Continue the newspaper article below about the design workshop for the park at the former Avtex Fibers Superfund site, starting after its last sentence.

### SOURCE EXTRACT
*** Block opens ***

THE NORTHERN VIRGINIA DAILY

Workshop gives residents a voice in redevelopment

By Diane Hartson

Hiking trails, vehicle access, boat launches and an ecological education center were among the features debated Monday during a design workshop for the recreation area that will be built at the former Avtex Fibers Superfund site.

Several local people spent the day meeting with landscape architects from EDAW Inc., the landscape consulting firm hired by FMC Corp., to draw up concepts of what the park should include.

Vastly different points of view were voiced about using the eastern half of the site, which is planned for park land when the site is redeveloped.

Participants divided into four groups, and each group sat down with maps and worked on its park design.

Most said that they wanted a more natural park.

Scott Reid Jr., a local real estate agent, said that the park should be a place where local children and others can be exposed to culture, he said.

Plans with no interior roadway didn’t provide enough access to the park’s features, he said.

"This project should be exposed to the maximum number of people," he said.

Susan Leopold, a member of the same group, opposed developing an interior roadway.

"This isn’t just a blanket piece of land where we create a park," she said. "This is land that has been seriously abused, We have to help the land heal."

Others saw the need for recreational features like a boat launch and bike and hiking trails.

Most felt the best plan would incorporate the natural environment with those features.

One group included a grassy, terraced amphitheater, saying it would be a wonderful asset for the community. Participants placed a frisbee meadow behind it, but included no boat launches other than the existing Luray Avenue facility just south to the site.

*** Block closes ***

### EXERCISE DATA
*** Block opens ***

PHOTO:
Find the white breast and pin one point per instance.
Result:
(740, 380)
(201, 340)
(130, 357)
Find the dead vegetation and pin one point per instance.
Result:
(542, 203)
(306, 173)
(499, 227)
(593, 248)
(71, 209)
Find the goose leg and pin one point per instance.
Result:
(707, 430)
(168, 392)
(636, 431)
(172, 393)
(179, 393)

*** Block closes ***

### TASK OUTPUT
It was the only group that included restrooms in its plan.

Most groups limited vehicles in the park, but provided walking and biking trails for access.

One group discussed transportation alternatives like a mini train or electric carts to get people from place to place in the park.

Another group leaned more toward an ecological park, with no parking on the site and no access for cars except at the northern tip, with a bike loop carrying visitors around the park.

Most liked a water feature, which would provide some filtering of surface water.

Most groups included a center somewhere in the park to demonstrate environmental issues, the history of the area or the history of the Shenandoah River.

The architects will take the residents designs and incorporate them into designs that will be brought back to the table in January.

Richard Dorrier of EDAW said that the architects alternatives will be presented at a Jan. 11 meeting and, using remarks from that session, final plans will be drawn up by February.

FMC, the company responsible for the remaining cleanup at the site, hired the landscape firm and has agreed to incorporate park design features in the grading it performs.

A large area planned for park land includes lagoons and basins of toxic waters that are slated for removal or capping in the nest cleanup phase in 2000.

Suggestions

Architects from EDAW Inc. presented three starting-point designs for the parkland:

 

  • A civic park, with formal gardens, and amphitheater and a paved roadway for vehicle traffic through the center of the park.
  • A passive recreation park, with a boat launch and river access points, bike and hiking trails, a picnic area and playground.
  • An ecological park, with no vehicle access, a manmade waterway through its center and many forested areas and hiking trails.